> **What is required**
Write every line of the material again exactly, with no pictures in the copy.

━━━━━━━━━━━━━━━━━━━━━━━━━━━━━━

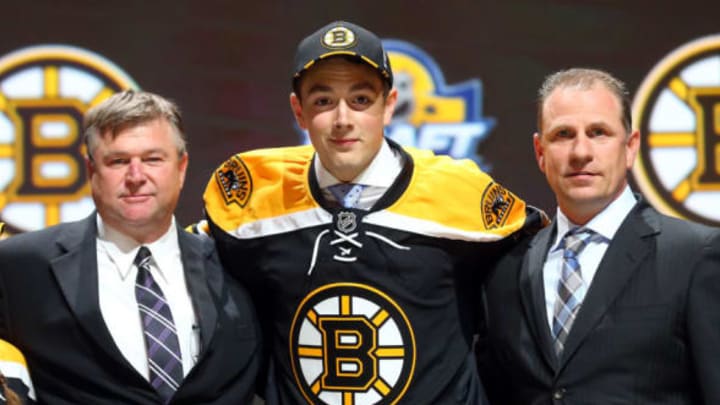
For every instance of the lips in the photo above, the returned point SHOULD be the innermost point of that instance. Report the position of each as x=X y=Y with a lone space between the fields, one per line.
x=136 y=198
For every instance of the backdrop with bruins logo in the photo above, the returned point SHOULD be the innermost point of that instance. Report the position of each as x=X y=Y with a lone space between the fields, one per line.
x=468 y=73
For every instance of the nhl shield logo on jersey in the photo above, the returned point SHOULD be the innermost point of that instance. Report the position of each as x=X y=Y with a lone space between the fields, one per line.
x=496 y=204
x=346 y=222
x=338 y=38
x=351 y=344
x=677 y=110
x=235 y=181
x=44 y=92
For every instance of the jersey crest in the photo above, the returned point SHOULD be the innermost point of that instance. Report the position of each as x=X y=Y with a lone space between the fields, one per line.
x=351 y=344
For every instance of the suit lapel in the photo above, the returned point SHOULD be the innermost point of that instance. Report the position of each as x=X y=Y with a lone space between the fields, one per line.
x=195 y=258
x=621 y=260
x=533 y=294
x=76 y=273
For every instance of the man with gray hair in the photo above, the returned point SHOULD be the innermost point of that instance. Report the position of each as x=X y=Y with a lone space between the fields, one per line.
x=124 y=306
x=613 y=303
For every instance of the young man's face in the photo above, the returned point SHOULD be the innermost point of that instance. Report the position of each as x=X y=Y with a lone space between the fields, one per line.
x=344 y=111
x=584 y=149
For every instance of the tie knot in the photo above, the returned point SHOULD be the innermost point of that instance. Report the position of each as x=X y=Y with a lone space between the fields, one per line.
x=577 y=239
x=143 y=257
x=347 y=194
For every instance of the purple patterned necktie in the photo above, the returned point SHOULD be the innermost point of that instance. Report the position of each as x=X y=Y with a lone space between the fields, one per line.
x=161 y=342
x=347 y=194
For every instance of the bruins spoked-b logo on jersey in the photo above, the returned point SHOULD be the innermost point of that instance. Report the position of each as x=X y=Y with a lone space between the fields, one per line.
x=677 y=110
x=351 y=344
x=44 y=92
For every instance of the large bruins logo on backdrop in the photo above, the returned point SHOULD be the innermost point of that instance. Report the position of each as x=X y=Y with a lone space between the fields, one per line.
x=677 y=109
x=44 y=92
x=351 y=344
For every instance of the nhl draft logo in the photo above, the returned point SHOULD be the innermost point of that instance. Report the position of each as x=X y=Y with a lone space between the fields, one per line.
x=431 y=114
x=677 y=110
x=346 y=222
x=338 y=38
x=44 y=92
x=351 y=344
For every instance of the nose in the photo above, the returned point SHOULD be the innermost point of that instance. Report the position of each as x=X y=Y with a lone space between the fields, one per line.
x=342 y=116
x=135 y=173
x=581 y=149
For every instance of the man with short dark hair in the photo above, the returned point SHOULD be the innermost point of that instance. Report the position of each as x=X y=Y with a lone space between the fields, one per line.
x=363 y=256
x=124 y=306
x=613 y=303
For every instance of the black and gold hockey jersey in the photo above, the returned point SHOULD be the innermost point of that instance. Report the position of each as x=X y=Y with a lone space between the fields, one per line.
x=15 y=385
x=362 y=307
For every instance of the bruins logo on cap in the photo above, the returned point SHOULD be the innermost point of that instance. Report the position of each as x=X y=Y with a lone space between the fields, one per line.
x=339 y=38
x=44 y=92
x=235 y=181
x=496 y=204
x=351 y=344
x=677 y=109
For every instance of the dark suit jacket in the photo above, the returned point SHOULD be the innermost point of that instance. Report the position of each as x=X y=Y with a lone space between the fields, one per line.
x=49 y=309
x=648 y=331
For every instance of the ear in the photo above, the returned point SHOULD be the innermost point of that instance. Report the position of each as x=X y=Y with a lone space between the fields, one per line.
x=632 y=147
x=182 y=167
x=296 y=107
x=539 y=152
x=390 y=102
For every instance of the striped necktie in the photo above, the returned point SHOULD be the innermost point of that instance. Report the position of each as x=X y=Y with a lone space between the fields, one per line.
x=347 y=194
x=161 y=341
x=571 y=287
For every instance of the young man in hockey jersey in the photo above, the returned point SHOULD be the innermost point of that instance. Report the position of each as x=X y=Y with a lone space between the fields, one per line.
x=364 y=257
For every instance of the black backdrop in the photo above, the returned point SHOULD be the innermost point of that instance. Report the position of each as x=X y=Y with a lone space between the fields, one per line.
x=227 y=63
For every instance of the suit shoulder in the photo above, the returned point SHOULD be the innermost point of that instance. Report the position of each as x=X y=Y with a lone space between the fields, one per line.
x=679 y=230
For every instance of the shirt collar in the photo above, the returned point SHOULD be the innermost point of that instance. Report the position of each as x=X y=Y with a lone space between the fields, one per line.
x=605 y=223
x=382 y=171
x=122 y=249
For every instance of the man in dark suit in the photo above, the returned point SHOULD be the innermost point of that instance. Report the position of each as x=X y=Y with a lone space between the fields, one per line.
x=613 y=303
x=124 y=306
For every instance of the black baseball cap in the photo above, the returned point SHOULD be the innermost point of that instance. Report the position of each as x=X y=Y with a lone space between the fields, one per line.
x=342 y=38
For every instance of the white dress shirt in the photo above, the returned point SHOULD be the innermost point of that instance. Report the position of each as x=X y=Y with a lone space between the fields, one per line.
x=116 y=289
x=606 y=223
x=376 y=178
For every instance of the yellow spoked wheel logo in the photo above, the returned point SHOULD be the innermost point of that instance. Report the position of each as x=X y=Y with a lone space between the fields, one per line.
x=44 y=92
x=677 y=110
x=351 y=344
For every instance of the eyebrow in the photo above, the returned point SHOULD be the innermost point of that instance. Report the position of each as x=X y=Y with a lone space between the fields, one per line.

━━━━━━━━━━━━━━━━━━━━━━━━━━━━━━

> **Your solution**
For every instance of the lips in the photo above, the returned point SHOULD be the innermost point of that instance. Report the position of each as x=X y=Y with a lone space between the fields, one per line.
x=136 y=198
For every instance of the backdrop with bruins logo in the photo above, the returned point SHOULD be the innermost point of that instance. Report the position of each as x=X y=Y with a lone space between the fields, one per line.
x=468 y=73
For every instance of the nhl shield logo on jersey in the photo above, the returned point SHOULD be the innermost point of that instance. Report the position of each as x=X y=Y with a lone space between the fields, one per line.
x=496 y=204
x=346 y=222
x=338 y=38
x=351 y=344
x=677 y=110
x=235 y=181
x=44 y=92
For every instance of the jersey crest in the photo above, the returned point SHOULD be the innermost point of that instance. Report the position of each as x=X y=Y with a lone space between the fields, one per line.
x=351 y=344
For every instance of the suit lapel in the photo above, the returned point SHOULD be the innermost point of that instance. Report the position of each as x=X y=Y with a lone space between the fields, one per line.
x=195 y=258
x=621 y=260
x=533 y=294
x=76 y=273
For every instance of the man with gray hair in the photo above, the returned point SHOULD be the innermost point of that instance. Report the position of each as x=X y=Y with a lone space between the fields, one per line.
x=124 y=306
x=613 y=303
For every instance of the young man's face in the photo above, the returned point SHOULD be the innermost point of that instance. Report the position of each as x=X y=Y with a lone space between the fields, one per line.
x=344 y=111
x=584 y=149
For every instance of the tie knot in the photo above, the returned point SHOULD be the innermost point of that instance. Report the position of each as x=X y=Y with a lone space between the fields, one per line.
x=577 y=239
x=143 y=257
x=347 y=194
For every instance of the purple patterned necktie in the photo above, the returned point SHOULD be the innermost point of that instance. Report the position of each as x=X y=Y with a lone space between the fields, one per line.
x=161 y=342
x=347 y=194
For every instance of the bruins spoked-b logo on jersey in the photo above, the returned point SHOULD be the innermost point of that instance. Report the position of each as x=X y=Y with a lone space between the fields, one per line.
x=677 y=110
x=351 y=344
x=44 y=92
For every instance of the large bruins logo on backdrop in the photo above, the returned point SHOULD be the innermost point of that instance. Report the position of each as x=X y=Y with a lone space between the fields, one per line.
x=677 y=109
x=44 y=92
x=351 y=344
For every instance of the nhl draft logo in the photo above, the returned point SHOULD be the innermost point of that instance. Report the position of each as x=X y=Y with a lone space between the fields, one per line.
x=431 y=114
x=677 y=110
x=346 y=222
x=338 y=38
x=44 y=92
x=351 y=344
For every instance of the nose in the photo above, the returned point SHOULD be the innermost point of that instance. Report the position of each as x=X y=Y with a lone space between the fields, one per line.
x=342 y=116
x=135 y=173
x=581 y=149
For every instance of the man with short dark hair in the photo above, the returned point SHOULD be the innermost point of that instance. Report the position of each as x=X y=Y with a lone space between the fields, one per line.
x=363 y=256
x=124 y=306
x=613 y=303
For every instance of the black and gold hockey jersey in the photo above, the returned point SHOULD be the innermost point of that instance. Report the position of each as x=X y=Y with a lone space between the fields, one per line.
x=15 y=385
x=362 y=307
For every instance of the bruins logo on cap in the photo above, the returned point SHOULD be the innermost point of that instance. Report the position of each as x=X y=Y with a lone space between the fields, one per line.
x=339 y=38
x=44 y=92
x=235 y=181
x=496 y=204
x=351 y=344
x=677 y=109
For every instance of the dark suit jacket in the photo above, the returned point SHOULD be the innermost point of that instance. Report the position of each as x=X y=Y with a lone space between the fields, one per line.
x=49 y=309
x=648 y=331
For every instance of the ear in the photo above, the returned point SHOULD be the innermost point of that instance. Report the position of each as x=X y=Y with a lone space between the fields, one per line.
x=632 y=147
x=182 y=167
x=296 y=107
x=539 y=152
x=390 y=102
For every instance of the striped necktie in the photo above, the returned point SHOULD be the innermost point of that instance. Report the position of each as x=X y=Y with a lone space between the fields, one per line.
x=347 y=194
x=161 y=341
x=571 y=287
For every instance of the young man in hockey jersey in the photo above, the returned point SHOULD be the innermost point of that instance. Report the position of each as x=X y=Y with a lone space between the fields, one per line.
x=364 y=257
For every instance of the black backdrop in the photo above, the returned point SHOULD be the innermost point of that instance. Report the position of each as x=X y=Y with a lone space between the fields, one per line.
x=227 y=63
For every instance of the suit shoulder in the photo above, the returned point SHOULD be the innermost point of that instance. Report the position of each as x=X y=Y with a lone space between the fields, one per line.
x=679 y=230
For every instance of the shirt collar in the photo above, the returned point SHOULD be the innermost point of that instance. Report the position of each as x=X y=Y with a lone space between the fields, one per line.
x=605 y=223
x=382 y=171
x=122 y=249
For every instance of the man in dark suit in the photo above, the returned point SHOULD be the innermost point of that instance. Report the position of each as x=X y=Y with a lone space between the fields, one per line.
x=613 y=303
x=124 y=306
For every instance of the black baseball cap in the photo above, the returned point SHOULD be the innermost point of that instance. Report the position of each as x=X y=Y with a lone space between the fields, one per line.
x=342 y=38
For every instance of the white dress shirt in the photo above, the returned point SHOULD be the innermost point of that instance. Report the position of each as x=X y=Y with a lone space between the fields, one per line.
x=116 y=289
x=606 y=223
x=376 y=178
For every instance of the yellow spoked wheel logo in the photo above, the returned point SHOULD be the innermost point of that instance. Report the position of each as x=X y=Y with a lone space between the fields, one per line.
x=44 y=92
x=677 y=110
x=351 y=344
For every instance of the eyebrow in the photo above, the returned point SHOULD be the innermost point of that instance. Report the position of each as x=X y=Y with a lone space between the fields, one per line.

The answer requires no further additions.